Given task
Format the lines of the listing below as a numbered list with blank lines omitted, beginning at the line that contains "Flashcard Front: What region of the image contains the rope?" and stopping after the line that contains "201,152,233,319". Include only those lines.

Material for the task
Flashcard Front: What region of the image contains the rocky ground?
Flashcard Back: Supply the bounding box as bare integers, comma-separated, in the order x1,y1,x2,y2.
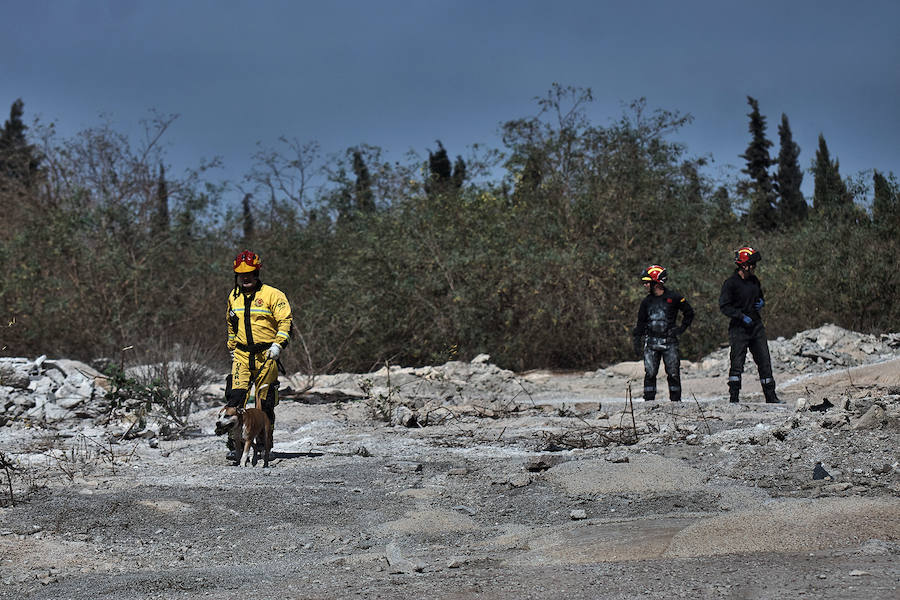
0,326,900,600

...

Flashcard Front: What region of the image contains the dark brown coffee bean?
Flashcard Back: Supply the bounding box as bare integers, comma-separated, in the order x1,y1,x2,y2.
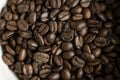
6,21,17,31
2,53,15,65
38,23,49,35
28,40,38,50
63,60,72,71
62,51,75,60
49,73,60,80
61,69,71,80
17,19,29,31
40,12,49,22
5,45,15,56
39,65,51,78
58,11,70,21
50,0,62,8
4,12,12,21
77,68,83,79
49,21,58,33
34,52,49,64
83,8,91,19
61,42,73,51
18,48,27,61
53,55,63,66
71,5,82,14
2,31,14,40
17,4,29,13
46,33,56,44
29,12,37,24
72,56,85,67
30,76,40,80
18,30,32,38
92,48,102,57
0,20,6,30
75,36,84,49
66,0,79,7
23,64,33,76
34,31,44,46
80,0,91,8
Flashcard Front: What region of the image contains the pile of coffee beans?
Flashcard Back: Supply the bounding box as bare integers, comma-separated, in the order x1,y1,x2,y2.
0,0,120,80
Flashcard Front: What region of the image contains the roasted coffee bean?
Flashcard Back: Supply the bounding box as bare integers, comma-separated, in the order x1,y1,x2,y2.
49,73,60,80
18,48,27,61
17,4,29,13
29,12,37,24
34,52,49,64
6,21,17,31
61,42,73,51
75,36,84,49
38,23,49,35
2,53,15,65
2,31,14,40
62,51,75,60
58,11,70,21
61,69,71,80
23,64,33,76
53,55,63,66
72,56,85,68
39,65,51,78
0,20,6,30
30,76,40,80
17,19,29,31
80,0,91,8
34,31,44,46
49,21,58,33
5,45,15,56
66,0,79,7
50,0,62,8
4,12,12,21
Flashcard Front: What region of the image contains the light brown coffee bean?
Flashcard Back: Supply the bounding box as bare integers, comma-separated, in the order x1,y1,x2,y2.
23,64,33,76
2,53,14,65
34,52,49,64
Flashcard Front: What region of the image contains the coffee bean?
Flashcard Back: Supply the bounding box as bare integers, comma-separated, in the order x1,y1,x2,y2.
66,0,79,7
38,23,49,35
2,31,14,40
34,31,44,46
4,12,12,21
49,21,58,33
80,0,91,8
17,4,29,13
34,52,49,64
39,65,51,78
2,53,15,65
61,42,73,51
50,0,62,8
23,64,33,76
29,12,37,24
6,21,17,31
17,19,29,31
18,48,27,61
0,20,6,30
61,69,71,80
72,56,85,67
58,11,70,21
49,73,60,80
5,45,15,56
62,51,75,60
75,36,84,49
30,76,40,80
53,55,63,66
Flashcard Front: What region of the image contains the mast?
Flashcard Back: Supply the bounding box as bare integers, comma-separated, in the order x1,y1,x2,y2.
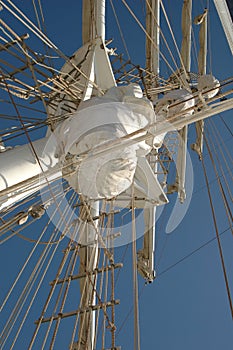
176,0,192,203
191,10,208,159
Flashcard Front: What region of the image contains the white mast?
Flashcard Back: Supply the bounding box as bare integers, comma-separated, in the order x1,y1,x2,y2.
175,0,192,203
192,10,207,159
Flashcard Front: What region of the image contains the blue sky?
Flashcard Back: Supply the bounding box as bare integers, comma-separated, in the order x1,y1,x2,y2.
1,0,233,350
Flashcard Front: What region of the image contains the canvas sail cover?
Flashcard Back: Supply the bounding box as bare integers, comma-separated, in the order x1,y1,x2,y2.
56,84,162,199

==

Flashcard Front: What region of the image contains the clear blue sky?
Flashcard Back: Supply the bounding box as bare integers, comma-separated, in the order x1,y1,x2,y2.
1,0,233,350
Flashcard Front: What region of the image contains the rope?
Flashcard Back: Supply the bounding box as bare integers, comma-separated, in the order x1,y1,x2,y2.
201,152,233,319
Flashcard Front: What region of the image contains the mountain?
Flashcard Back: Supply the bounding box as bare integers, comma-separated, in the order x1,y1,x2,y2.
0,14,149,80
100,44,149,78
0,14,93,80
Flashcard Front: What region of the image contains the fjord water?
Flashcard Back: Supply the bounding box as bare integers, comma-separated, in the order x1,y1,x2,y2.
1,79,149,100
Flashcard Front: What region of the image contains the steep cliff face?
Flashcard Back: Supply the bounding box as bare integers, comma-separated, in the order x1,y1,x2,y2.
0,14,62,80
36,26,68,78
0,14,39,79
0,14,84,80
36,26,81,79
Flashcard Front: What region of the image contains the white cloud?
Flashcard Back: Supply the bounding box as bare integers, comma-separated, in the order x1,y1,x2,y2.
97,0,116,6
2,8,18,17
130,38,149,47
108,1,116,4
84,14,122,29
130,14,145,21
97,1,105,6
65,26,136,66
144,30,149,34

Answer to this exercise
1. Flashcard Front: What region of the image contains the rope?
2. Flashcard Back: Supply the bounding box as bare integers, comma-separated, in the order x1,y1,x2,y2.
3. 201,152,233,319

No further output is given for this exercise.